**Task item**
Check every line of the entries for the string "TARGET" and return the ones that contain it.

**Supplied entries**
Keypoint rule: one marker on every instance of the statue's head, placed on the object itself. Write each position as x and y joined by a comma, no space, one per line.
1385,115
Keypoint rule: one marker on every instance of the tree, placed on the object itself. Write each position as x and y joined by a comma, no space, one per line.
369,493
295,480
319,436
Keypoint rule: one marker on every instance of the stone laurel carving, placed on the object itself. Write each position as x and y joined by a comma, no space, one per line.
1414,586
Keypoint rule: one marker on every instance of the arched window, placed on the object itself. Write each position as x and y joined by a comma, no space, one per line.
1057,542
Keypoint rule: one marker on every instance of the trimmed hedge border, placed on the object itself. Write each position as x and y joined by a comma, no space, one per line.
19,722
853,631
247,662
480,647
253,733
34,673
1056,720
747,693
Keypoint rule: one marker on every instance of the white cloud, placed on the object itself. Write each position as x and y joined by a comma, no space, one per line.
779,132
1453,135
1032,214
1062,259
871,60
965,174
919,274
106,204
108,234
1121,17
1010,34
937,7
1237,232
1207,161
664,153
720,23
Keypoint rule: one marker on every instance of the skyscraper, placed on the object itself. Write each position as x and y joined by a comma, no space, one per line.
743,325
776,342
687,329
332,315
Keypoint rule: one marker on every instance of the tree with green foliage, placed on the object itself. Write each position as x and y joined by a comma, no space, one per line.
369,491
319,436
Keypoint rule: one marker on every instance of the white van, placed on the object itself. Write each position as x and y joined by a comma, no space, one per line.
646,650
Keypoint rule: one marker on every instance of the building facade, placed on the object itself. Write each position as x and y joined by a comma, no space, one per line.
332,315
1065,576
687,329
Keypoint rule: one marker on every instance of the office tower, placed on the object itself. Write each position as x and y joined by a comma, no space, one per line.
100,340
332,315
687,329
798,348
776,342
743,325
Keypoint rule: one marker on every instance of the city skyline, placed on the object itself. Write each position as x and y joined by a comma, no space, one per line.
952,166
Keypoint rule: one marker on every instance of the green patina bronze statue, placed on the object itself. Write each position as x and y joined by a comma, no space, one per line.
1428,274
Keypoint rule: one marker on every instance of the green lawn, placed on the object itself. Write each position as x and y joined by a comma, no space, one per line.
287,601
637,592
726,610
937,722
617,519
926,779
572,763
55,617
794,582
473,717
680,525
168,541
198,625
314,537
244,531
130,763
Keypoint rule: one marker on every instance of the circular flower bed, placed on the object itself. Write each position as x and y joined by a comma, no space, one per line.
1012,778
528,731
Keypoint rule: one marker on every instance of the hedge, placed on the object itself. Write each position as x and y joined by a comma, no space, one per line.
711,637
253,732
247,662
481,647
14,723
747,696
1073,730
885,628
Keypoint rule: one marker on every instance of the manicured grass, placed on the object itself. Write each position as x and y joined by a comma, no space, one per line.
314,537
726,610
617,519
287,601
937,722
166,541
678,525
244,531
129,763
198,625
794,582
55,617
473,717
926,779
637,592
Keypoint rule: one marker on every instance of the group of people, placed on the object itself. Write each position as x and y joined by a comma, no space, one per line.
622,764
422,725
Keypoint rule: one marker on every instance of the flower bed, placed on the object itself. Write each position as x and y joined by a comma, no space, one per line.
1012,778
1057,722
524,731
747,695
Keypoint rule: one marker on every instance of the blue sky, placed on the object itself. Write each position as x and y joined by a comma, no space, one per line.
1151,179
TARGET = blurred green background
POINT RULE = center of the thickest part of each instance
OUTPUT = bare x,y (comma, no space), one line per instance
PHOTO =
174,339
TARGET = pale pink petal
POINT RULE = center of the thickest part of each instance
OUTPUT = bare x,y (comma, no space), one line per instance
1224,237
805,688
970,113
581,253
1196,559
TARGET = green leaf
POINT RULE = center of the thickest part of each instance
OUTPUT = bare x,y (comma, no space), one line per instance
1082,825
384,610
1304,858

**Completed task**
TARGET = blurred green background
TARGET = pale pink petal
TARGET = green leaf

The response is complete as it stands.